• EXERCISE
Continue the article on Gappy Paleologo's view of AI in portfolio decisions, picking up after its final sentence.

------ PAGE EXTRACT

The vision of handing portfolio decisions over to ChatGPT—or any large language model—is still a distant one, according to Gappy Paleologo, partner at Balyasny Asset Management and former quant at Citadel and Hudson River Trading.
Speaking on Bloomberg’s “Money Stuff” podcast, Paleologo argued that while generative AI has created significant buzz in financial circles, it isn’t yet capable of performing the deep, intuitive work that investment professionals rely on.
“Choosing a stock isn’t just about crunching data—it’s a high-level cognitive task,” he said. “And that complexity isn’t something LLMs replicate well.”
Paleologo’s message to wealth managers and investment advisors: the algorithms may be impressive, but they’re still removed from the lived, qualitative experience of engaging with businesses, markets, and people. While language models can analyze text, summarize earnings calls, and even mirror analyst tone, that’s not the same as building conviction.
“Our inputs are far richer than just text strings and video transcripts,” he explained. “Human investors absorb information through conversation, firsthand observation, and pattern recognition developed over years.”
That grounding in the real world—something Paleologo described as “messy intuition”—is still central to sound portfolio construction. For now, it’s the differentiator that keeps seasoned advisors and portfolio managers relevant, even as automation accelerates.
Still, Paleologo doesn’t discount AI’s potential. He sees a near future where platforms like Bloomberg adopt AI-native interfaces—using natural language prompts to replace legacy terminal functions and streamline data access. For advisors, that could mean a faster, more intuitive way to surface insights, visualize trends, and produce client-ready commentary.
“This shift is coming, one way or another,” Paleologo said. “A solid baseline system—something that enhances access without pretending to replace human judgment—that’s already a big win.”

------------
------ RECORD EXCERPTS

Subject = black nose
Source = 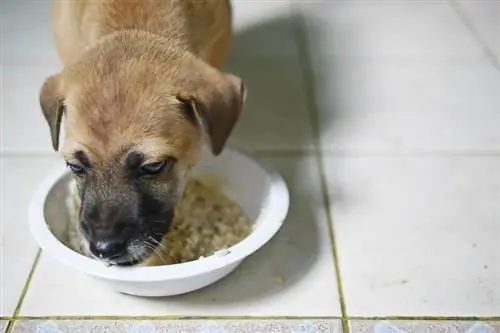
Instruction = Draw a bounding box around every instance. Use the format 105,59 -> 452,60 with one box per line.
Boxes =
90,240 -> 127,260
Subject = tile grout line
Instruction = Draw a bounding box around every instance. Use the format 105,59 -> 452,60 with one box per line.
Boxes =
448,0 -> 500,72
2,315 -> 500,322
5,249 -> 42,333
290,2 -> 350,333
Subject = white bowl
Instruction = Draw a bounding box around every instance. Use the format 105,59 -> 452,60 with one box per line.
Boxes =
29,148 -> 289,297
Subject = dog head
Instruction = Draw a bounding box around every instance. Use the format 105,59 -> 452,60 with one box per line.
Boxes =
40,34 -> 245,265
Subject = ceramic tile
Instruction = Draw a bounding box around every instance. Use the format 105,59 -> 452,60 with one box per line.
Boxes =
294,1 -> 484,60
325,156 -> 500,316
0,157 -> 63,316
350,320 -> 500,333
21,158 -> 340,316
457,0 -> 500,61
228,57 -> 313,150
14,320 -> 341,333
232,0 -> 297,57
0,0 -> 59,66
0,320 -> 9,332
0,66 -> 58,154
314,56 -> 500,152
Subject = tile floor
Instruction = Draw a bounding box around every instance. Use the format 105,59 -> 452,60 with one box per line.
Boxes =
0,0 -> 500,333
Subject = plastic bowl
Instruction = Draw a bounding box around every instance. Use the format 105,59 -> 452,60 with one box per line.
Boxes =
29,148 -> 289,297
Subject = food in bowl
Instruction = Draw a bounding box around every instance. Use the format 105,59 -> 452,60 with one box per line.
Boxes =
29,148 -> 290,297
66,179 -> 252,266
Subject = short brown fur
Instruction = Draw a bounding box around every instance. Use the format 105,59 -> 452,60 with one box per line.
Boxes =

------------

• OUTPUT OF THE EXERCISE
His comments land at a time when Wall Street’s enthusiasm for AI remains elevated. Since ChatGPT’s debut in late 2022, investor appetite for AI-related names has driven a tech rally that continues to dominate major indexes. Today, just seven stocks—Apple, Amazon, Alphabet, Meta, Microsoft, Tesla, and Nvidia—account for roughly a third of the S&P 500’s total market cap.
But not everyone is buying the hype. Advisors are now weighing whether the AI trade has staying power, particularly in the face of macro headwinds like inflation, tariffs, and softening consumer demand. Some strategists, including Callie Cox, are warning that the rally could lose steam as economic conditions shift.
Others, like Richard Bernstein, are drawing parallels to the late 1990s. “This feels a lot like the dot-com bubble,” Bernstein recently told clients. His firm, Richard Bernstein Advisors, manages $15 billion in assets and has been cautious about overexposure to AI-driven momentum.
Paleologo shares that caution. He believes AI will become an indispensable tool for advisors and investment teams—but not a replacement for them.
“There’s a gap between what these models can say and what an investor actually knows from experience,” he said. “And that gap matters.”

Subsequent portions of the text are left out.